======== Page extract
Album Reviews

Mount Eerie – Now Only


You did not walk with me
Of late to the hill-top tree
By the gated ways,
As in earlier days;
You were weak and lame,
So you never came,
And I went alone, and I did not mind,
Not thinking of you as left behind.

I walked up there to-day
Just in the former way;
Surveyed around
The familiar ground
By myself again:
What difference, then?
Only that underlying sense
Of the look of a room on returning thence.

 – Thomas Hardy

In July of 2016, musician Geneviève Castrée died. She was survived by husband Phil Elverum and her infant daughter. She was 35 years old.

The immediate aftermath and impact of her death was chronicled by Elverum’s band Mount Eerie on 2017’s A Crow Looked At Me, a record we discussed here. In that discussion, we used the above poem to evoke the kinds of quiet devastation that Elverum was attempting to capture. Here, we use it to distill what the man wishes to explore with his latest LP, which is that death and the absence it brings hangs over the most minute details in your life forever. Once tragedy occurs, it never fully passes. Normalcy as you once knew it is gone, and the new you must make sense of a world what that will always be the case. Now Only is the right follow up to A Crow Looked At Me. Where the predecessor dealt with first few weeks and months within the shadow of death and explored how one might consider trying to stitch their life back together, Now Only tries to deal with the reality of living within this reassembled existence as the spectre of death hangs over everything you do. How even though one may wish to move on, the toll of what that really means can be too much to bear. Elverum has always had an exceptional knack for capturing minutiae and this ability combined with the frank and emotionally raw manner in which he’s chronicled the most unimaginably painful period of his life is spectacular. This is a hand to hold for anyone that has ever lost someone truly special and needs to know what it means to move on.
================
### Set task
Can you continue the review of Mount Eerie's Now Only past its last sentence?
======== Items
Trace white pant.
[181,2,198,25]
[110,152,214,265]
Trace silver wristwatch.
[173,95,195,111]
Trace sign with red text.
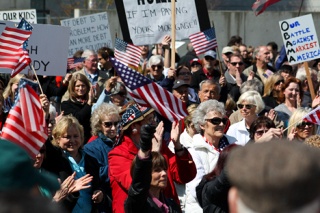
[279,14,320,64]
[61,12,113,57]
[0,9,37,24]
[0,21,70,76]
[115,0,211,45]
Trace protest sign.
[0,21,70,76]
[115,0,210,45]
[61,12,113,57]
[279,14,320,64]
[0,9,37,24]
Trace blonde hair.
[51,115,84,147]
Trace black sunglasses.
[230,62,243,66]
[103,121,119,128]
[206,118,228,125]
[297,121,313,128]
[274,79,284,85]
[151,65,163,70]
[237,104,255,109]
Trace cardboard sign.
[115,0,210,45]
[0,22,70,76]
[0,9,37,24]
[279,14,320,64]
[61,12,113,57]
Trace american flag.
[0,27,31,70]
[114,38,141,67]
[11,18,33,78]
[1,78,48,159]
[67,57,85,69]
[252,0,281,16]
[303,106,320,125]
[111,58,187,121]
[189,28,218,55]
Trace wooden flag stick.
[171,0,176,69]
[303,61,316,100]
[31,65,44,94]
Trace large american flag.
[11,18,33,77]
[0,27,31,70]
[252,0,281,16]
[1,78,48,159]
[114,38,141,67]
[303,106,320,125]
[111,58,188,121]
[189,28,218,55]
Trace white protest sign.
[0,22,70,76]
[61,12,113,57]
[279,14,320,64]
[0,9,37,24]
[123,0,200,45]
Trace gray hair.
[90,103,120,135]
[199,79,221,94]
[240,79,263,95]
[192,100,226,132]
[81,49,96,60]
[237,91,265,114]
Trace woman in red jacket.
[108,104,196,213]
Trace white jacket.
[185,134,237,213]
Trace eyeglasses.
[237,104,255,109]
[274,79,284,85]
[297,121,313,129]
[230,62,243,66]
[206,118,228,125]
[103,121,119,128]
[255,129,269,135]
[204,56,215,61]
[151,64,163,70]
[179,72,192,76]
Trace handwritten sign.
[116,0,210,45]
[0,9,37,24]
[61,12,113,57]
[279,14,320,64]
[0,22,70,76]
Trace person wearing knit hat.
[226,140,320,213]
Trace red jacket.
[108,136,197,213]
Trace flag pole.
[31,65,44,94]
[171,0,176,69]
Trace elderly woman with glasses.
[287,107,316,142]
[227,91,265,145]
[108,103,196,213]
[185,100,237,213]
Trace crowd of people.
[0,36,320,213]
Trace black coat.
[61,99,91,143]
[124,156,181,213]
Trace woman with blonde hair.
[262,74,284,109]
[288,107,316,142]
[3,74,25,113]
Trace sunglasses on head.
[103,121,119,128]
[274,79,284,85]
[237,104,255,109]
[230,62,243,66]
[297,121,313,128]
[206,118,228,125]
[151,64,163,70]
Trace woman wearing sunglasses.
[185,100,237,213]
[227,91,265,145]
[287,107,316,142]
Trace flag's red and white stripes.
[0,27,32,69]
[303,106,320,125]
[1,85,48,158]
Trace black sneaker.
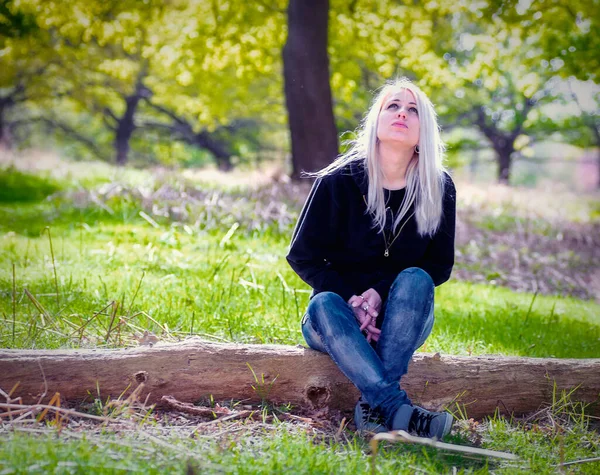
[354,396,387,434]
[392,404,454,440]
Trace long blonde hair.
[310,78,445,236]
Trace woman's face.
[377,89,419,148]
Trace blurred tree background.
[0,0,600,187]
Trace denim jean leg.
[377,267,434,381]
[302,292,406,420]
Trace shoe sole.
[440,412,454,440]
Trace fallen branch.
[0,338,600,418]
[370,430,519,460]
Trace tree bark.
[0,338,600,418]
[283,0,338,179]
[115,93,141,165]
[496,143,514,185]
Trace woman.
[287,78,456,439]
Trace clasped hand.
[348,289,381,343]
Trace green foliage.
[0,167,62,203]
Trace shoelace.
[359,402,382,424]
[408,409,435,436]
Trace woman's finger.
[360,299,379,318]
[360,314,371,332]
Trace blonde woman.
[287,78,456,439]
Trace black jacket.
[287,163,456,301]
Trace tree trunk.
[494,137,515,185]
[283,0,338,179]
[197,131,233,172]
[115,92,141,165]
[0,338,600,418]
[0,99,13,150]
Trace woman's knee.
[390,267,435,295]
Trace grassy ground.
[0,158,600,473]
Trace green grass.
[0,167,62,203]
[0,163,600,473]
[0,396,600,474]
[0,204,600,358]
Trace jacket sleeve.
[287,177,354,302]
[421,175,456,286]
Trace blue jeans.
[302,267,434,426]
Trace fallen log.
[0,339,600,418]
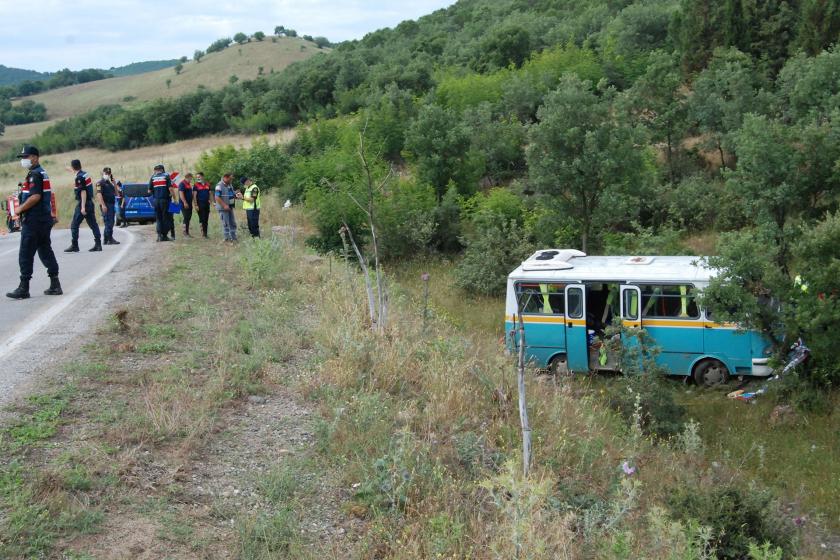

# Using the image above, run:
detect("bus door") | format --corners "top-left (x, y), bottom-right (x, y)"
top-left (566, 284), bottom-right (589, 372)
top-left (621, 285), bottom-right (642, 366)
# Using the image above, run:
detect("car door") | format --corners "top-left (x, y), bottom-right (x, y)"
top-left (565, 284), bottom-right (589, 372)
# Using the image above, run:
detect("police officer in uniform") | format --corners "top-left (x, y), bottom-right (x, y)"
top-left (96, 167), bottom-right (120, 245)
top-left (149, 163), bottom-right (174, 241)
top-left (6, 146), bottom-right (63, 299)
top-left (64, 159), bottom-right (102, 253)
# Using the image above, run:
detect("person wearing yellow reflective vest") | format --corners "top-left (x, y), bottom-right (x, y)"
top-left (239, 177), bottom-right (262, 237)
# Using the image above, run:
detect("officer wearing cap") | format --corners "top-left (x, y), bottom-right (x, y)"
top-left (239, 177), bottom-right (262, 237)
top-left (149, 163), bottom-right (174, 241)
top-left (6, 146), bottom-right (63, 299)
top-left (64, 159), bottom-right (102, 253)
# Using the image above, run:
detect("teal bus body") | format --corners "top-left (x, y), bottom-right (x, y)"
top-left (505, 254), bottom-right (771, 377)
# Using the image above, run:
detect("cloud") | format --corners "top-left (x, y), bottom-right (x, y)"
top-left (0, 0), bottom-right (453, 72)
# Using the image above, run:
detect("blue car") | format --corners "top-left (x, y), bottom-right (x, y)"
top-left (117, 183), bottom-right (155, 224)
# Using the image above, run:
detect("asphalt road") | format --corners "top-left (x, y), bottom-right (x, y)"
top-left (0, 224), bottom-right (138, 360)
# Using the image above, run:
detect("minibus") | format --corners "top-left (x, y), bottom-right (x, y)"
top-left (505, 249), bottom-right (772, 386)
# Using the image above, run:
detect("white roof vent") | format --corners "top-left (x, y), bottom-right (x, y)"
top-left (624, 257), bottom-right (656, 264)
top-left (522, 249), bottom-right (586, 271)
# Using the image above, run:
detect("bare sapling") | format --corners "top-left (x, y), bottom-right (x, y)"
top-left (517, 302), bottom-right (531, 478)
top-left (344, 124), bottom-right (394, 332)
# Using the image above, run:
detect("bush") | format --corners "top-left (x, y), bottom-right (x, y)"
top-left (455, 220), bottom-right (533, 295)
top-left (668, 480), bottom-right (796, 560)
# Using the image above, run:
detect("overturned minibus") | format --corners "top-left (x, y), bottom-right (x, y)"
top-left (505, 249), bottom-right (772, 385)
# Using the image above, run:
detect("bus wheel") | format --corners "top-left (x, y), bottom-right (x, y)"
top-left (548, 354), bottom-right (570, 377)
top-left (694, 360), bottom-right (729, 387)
================
======== Items
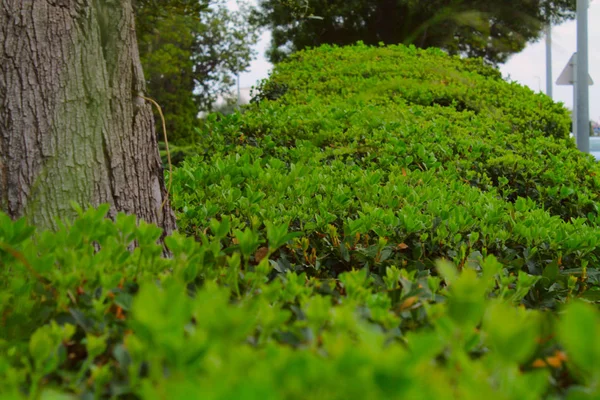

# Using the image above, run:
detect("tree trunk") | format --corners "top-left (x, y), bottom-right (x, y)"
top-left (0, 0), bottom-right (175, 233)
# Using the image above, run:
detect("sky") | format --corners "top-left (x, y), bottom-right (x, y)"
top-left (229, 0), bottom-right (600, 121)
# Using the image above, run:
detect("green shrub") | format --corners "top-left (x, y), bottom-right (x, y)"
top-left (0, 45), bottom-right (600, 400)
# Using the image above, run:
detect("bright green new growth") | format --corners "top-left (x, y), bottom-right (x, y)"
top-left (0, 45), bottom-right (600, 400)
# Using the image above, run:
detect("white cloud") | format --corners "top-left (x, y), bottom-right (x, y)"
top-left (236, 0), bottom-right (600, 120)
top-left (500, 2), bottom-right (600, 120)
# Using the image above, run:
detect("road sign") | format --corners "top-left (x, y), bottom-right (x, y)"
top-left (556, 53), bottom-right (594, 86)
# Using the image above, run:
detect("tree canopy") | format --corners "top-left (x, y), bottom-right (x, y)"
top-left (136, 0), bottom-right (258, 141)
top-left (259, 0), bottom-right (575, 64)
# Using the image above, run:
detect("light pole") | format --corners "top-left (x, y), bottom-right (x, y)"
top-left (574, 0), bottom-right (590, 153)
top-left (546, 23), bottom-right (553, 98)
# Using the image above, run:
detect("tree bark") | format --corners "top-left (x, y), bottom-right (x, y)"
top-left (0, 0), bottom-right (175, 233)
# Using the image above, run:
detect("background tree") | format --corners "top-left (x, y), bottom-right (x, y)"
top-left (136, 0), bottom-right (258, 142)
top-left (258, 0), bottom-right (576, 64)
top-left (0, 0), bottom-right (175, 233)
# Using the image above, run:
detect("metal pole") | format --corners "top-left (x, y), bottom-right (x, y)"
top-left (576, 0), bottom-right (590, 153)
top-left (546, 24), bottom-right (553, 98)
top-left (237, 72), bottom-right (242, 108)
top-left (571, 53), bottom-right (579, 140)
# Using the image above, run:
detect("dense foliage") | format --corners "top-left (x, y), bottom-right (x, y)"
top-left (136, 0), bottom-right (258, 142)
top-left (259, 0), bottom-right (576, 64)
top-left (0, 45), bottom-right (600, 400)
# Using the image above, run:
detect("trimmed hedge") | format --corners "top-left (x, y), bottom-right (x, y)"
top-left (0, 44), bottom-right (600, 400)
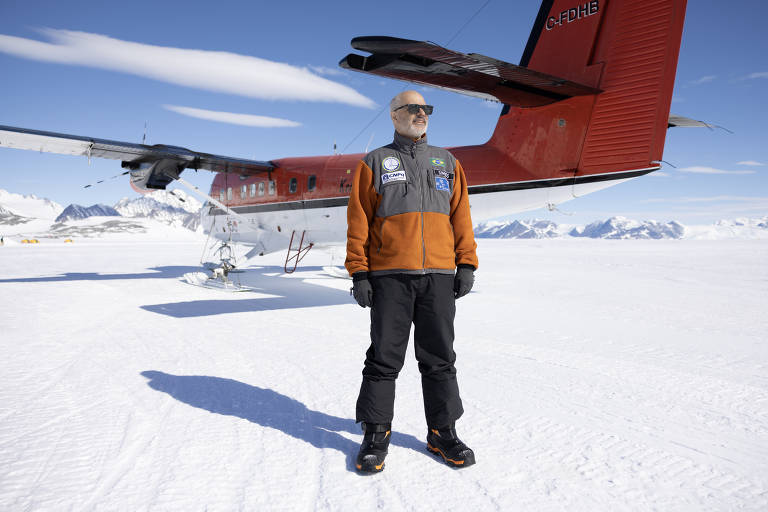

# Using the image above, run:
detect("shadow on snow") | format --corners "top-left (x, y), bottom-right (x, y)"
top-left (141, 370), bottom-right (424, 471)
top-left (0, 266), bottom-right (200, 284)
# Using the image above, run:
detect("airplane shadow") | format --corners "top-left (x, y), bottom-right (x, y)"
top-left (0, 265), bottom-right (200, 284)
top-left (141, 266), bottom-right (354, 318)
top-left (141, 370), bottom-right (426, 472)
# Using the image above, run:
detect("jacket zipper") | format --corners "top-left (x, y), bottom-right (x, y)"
================
### Output for this exercise
The album begins as it’s forebear did with Elverum’s vocals coming in slightly before the music delivering a lyric which encapsulates the album: “I sing to you/I sing to you, Geneviève”. Before he faced the reality of death, now he’s attempting to reach out to the void and touch a ghost. The real significance in that line is the final word. Whereas it took him an entire album to say her name before, this time it’s right there in the first line. She’s is no longer simply a second person address, she has a name and with that name, she has a life for him to go back to. In the opener, ‘Tintin In Tibet’, he tells a story of standing in their home and reminiscing about their early relationship. It’s quite a touching little story which concludes with the most devastating of final stanzas: “But I’d rather you were in the house watching the unfolding everyday life of this good daughter we made/Instead of being scattered by the wind for no reason/So I sing to you”.

The inherent futility in the idea of moving on and the nothingness which grasps us all is in full effect here, but those final five words dig the knife in as we return to exactly where we were when we began. Grief goes in cycles and if you go straight long enough you’ll end up where you were.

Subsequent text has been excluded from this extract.